> _WHAT TO PRODUCE_: Down to the final character, output the records below as they stand.

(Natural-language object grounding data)
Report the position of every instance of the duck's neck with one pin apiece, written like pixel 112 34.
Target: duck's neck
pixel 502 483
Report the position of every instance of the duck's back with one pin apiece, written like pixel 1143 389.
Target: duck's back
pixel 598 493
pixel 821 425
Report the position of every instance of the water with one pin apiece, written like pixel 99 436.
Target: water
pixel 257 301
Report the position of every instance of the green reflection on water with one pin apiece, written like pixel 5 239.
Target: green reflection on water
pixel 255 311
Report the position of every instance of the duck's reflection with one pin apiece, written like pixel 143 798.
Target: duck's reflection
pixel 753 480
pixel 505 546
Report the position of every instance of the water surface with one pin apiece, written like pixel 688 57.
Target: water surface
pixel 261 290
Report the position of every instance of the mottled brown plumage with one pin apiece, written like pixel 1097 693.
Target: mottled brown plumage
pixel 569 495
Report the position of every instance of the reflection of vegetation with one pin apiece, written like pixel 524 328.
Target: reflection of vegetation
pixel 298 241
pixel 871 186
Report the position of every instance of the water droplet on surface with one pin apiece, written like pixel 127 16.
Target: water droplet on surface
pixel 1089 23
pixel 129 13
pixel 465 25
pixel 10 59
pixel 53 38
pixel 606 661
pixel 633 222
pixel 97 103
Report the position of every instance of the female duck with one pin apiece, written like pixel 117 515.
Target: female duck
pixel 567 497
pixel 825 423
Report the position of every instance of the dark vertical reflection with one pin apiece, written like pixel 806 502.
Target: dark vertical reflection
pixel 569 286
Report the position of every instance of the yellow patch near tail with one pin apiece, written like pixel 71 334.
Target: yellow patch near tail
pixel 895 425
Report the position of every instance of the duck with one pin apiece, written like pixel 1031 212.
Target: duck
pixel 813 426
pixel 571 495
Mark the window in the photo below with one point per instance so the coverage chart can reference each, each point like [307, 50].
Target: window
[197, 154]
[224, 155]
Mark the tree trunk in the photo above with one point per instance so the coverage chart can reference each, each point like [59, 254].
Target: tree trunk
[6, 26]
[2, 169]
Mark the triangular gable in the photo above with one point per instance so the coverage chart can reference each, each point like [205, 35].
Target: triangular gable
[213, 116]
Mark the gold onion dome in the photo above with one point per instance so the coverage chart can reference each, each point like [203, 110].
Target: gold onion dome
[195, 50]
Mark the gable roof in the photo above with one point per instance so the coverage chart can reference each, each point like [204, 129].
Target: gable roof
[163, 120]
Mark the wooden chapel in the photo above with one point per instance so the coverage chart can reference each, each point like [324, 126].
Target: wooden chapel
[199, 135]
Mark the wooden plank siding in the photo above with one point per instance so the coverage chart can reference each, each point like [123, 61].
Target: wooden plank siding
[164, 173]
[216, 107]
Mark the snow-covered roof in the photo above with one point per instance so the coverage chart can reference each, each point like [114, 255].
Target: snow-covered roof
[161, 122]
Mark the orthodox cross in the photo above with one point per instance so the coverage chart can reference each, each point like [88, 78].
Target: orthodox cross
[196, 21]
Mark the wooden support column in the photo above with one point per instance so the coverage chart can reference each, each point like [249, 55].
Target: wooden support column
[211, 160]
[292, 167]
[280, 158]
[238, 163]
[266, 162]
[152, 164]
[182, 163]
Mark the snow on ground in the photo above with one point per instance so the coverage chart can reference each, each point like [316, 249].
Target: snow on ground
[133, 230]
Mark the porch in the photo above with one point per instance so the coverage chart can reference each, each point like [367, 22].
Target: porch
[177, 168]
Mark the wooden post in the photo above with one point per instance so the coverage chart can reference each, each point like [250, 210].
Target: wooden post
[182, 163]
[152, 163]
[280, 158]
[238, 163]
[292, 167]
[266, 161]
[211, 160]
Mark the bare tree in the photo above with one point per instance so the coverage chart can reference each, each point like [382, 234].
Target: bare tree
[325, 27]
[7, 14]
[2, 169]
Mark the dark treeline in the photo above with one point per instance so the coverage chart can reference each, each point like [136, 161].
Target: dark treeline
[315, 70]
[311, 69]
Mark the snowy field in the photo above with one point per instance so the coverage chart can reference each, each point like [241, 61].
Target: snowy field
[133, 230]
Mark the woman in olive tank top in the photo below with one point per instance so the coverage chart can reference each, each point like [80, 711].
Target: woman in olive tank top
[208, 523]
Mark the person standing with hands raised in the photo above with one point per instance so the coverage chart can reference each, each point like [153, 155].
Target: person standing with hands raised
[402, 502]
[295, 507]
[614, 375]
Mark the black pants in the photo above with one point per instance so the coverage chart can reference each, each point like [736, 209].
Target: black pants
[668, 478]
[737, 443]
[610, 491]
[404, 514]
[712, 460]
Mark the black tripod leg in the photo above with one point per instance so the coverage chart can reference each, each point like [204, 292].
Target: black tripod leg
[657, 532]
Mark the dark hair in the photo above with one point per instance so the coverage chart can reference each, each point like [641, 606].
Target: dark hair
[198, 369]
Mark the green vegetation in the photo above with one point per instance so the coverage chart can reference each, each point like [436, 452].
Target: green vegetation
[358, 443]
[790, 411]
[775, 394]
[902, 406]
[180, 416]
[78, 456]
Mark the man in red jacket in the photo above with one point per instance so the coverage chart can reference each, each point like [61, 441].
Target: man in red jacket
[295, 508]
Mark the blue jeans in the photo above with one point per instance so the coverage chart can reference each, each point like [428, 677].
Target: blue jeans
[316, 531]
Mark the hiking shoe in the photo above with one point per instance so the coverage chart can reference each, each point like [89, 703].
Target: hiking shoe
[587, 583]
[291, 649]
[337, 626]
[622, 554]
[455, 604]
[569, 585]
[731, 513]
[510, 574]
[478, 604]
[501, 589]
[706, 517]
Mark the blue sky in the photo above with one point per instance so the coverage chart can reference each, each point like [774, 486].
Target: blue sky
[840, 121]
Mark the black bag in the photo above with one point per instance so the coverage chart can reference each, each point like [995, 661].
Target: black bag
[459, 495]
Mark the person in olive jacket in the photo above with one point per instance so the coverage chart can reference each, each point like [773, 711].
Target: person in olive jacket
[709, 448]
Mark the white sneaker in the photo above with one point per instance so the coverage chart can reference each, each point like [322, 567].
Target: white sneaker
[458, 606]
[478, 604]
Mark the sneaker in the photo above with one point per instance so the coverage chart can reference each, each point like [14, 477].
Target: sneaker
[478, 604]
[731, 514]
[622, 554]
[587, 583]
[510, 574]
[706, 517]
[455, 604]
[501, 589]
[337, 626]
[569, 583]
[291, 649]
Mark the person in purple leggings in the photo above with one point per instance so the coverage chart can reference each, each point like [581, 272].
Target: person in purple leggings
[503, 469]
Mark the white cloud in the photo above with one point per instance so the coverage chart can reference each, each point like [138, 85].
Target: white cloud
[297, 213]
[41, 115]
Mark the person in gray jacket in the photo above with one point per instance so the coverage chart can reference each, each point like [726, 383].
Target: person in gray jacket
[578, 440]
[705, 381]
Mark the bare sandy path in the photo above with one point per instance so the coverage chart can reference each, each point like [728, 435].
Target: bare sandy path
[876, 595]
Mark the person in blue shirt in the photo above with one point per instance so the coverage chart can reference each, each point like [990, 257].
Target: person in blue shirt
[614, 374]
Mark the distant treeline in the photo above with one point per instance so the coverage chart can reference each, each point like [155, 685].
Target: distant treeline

> _RESPONSE TO THE TASK_:
Report the position of every instance of the duck's neck with one pin apiece, written like pixel 112 34.
Target: duck's neck
pixel 502 483
Report the position of every instance of the duck's back with one pin apiece, written like pixel 1143 389.
Target: duck's back
pixel 598 493
pixel 821 425
Report the position of every instance of the water with one pin apiece, written like pixel 99 436.
Target: water
pixel 257 301
Report the position of every instance of the green reflection on water with one pin apiece, written like pixel 5 239.
Target: green reflection on water
pixel 255 311
Report the position of every instance of the duck's reflection with one pin apiece, written like pixel 143 798.
Target: duck's reflection
pixel 753 480
pixel 505 546
Report the position of every instance of the water surface with one pin apiece, written like pixel 688 57.
Target: water surface
pixel 261 290
Report the position of every instance of the mottled brown plumage with one pin apiece, written like pixel 1097 693.
Target: mottled brown plumage
pixel 569 495
Report the position of every instance of the reflection of vegetation with one pin apiece, written like pixel 524 328.
Target: reflection of vegetation
pixel 298 241
pixel 871 186
Report the position of every instance of the water droplet on surface with one pin apiece, written like pixel 127 16.
Target: water droplet on surface
pixel 1089 23
pixel 129 13
pixel 465 25
pixel 10 59
pixel 53 38
pixel 606 661
pixel 633 222
pixel 97 103
Report the position of every instance of the female duck with one pin apiece, written like pixel 117 515.
Target: female duck
pixel 567 497
pixel 825 423
Report the position of every instance of the dark vertical reflection with one pin apiece, written like pixel 806 502.
Target: dark vertical reflection
pixel 569 286
Report the position of every instance of the yellow patch near tail with one pin apiece, written like pixel 71 334.
Target: yellow patch near tail
pixel 895 425
Report the position of every instance of the duck with one pin apiece, written like pixel 1031 212.
Target: duck
pixel 813 426
pixel 571 495
Mark the window in the photo below with one point per instance so the coverage chart can reference each, each point like [307, 50].
Target: window
[197, 154]
[224, 155]
Mark the tree trunk in the photo above with one point per instance so the coverage chart can reference each, each point like [59, 254].
Target: tree trunk
[6, 26]
[2, 169]
Mark the triangular gable in the photo above with one point per instance so the coverage chart can reference each, each point like [205, 35].
Target: triangular gable
[213, 116]
Mark the gold onion dome in the photo above with one point per instance so the coverage chart can reference each, each point like [203, 110].
Target: gold onion dome
[195, 50]
Mark the gable roof in the photo above with one point per instance so the coverage chart can reference each, each point like [204, 129].
Target: gable roof
[163, 120]
Mark the wooden chapel in the photo above with one point per instance so the coverage chart can reference each, each point like [324, 126].
Target: wooden chapel
[199, 135]
Mark the wooden plank siding in the photo above with one point per instance so the coverage chart can reference each, each point like [123, 61].
Target: wooden plank siding
[164, 173]
[216, 107]
Mark the snow-covered roof in the photo above with one point per instance so the coverage chart can reference each, each point like [114, 255].
Target: snow-covered roof
[161, 122]
Mark the orthodox cross in the photo above with one point per instance so the coverage chart can reference each, each point like [88, 78].
Target: orthodox cross
[196, 21]
Mark the wooden support column in the photo above with one point per instance so the coverage chart can reference each, each point like [249, 55].
Target: wooden support column
[211, 160]
[292, 167]
[280, 158]
[238, 163]
[266, 162]
[152, 164]
[182, 163]
Mark the snow on ground in the photo above with one point per instance so the coverage chart can reference each, each point like [316, 249].
Target: snow on ground
[133, 230]
Mark the porch in the photo above with one point per instance so the coverage chart can reference each, each point like [367, 22].
Target: porch
[177, 168]
Mark the wooden post in the photo above with one point per instance so the coverage chart can reference each, each point like [250, 210].
Target: wooden post
[182, 163]
[152, 163]
[280, 158]
[238, 163]
[292, 167]
[266, 161]
[211, 160]
Mark the bare tree in the photo above with one point per instance so the coverage chart can reference each, each point like [382, 234].
Target: bare tree
[325, 27]
[7, 14]
[2, 169]
Mark the dark treeline in the photo above with one point per instance so the coverage chart can reference each, each point like [136, 161].
Target: dark treeline
[315, 70]
[311, 69]
Mark the snowy field in the photo above with one point per instance so the coverage chart can reference each, each point like [241, 61].
Target: snowy field
[133, 230]
Mark the woman in olive tank top in the photo below with one point per instance so the coverage chart can reference each, each point like [80, 711].
Target: woman in olive tank top
[208, 523]
Mark the person standing with hands raised in the photo above with one point per instance so the coverage chart can reference each, each point like [153, 155].
Target: person standing with hands raised
[402, 502]
[295, 507]
[614, 375]
Mark the black pants in the photo above with one point per instance so the coverage chart can reference each, each point like [736, 209].
Target: black pants
[668, 478]
[737, 443]
[610, 491]
[404, 514]
[712, 460]
Mark the black tripod leg in the photo above with one point per instance so the coverage chart can reference each, each point like [204, 292].
Target: black tripod leg
[657, 532]
Mark the dark hair in the photo above with one point per instance so the coverage chart can reference each, each point like [641, 606].
Target: dark hair
[198, 369]
Mark the green vegetation in the photo above with one point per instance so the coverage chart can reference each, each point like [436, 452].
Target: green vegetation
[358, 443]
[790, 411]
[775, 394]
[902, 406]
[180, 416]
[78, 456]
Mark the man in red jacket in the photo above with one point per instance so the coverage chart can reference each, each point like [61, 441].
Target: man in red jacket
[295, 508]
Mark the blue jeans in the photo above with one point per instance so the coverage chart can reference each, each point like [428, 677].
Target: blue jeans
[316, 531]
Mark the hiking shoe in the photo above with one point per instance so the coverage chart can reference each, each point like [89, 703].
Target: hiking shoe
[587, 583]
[291, 649]
[337, 626]
[622, 554]
[455, 604]
[569, 585]
[731, 513]
[510, 574]
[478, 604]
[501, 589]
[706, 517]
Mark the blue sky in the photo above with one point per instance so the coverage chart can reference each, each point like [774, 486].
Target: blue sky
[840, 121]
Mark the black bag in the photo above with one point per instance so the coverage chart can reference each, each point like [995, 661].
Target: black bag
[459, 495]
Mark the person in olive jacket in the photo above with one point per instance so the coverage chart can reference each, each point like [773, 711].
Target: person in olive jacket
[709, 448]
Mark the white sneaker in the photo above with one point per instance so the coverage chart can reference each, each point like [322, 567].
Target: white sneaker
[458, 606]
[478, 604]
Mark the sneaker in the photo above with one point per instance so the coverage chart can reference each, each point like [14, 477].
Target: sneaker
[478, 604]
[731, 514]
[622, 554]
[587, 583]
[510, 574]
[706, 517]
[455, 604]
[501, 589]
[337, 626]
[569, 583]
[291, 649]
Mark the person in purple leggings in the photo above with one point per instance so the coverage chart can reference each, each point like [581, 272].
Target: person in purple leggings
[503, 469]
Mark the white cloud in the photo above with one point per instance so the coverage chart can reference each, each point like [138, 85].
Target: white cloud
[297, 213]
[41, 115]
Mark the person in gray jacket in the photo above with one point per instance so the coverage chart can reference each, each point like [726, 383].
Target: person in gray jacket
[578, 440]
[705, 381]
Mark the bare sandy path in the photo above with one point per instance so the coverage chart can reference each, each point like [728, 435].
Target: bare sandy path
[876, 595]
Mark the person in blue shirt in the photo above with one point per instance so the coverage chart can reference each, each point like [990, 257].
Target: person in blue shirt
[614, 374]
Mark the distant treeline in the photo above with one point per instance so the coverage chart can reference each, each point like [155, 685].
Target: distant treeline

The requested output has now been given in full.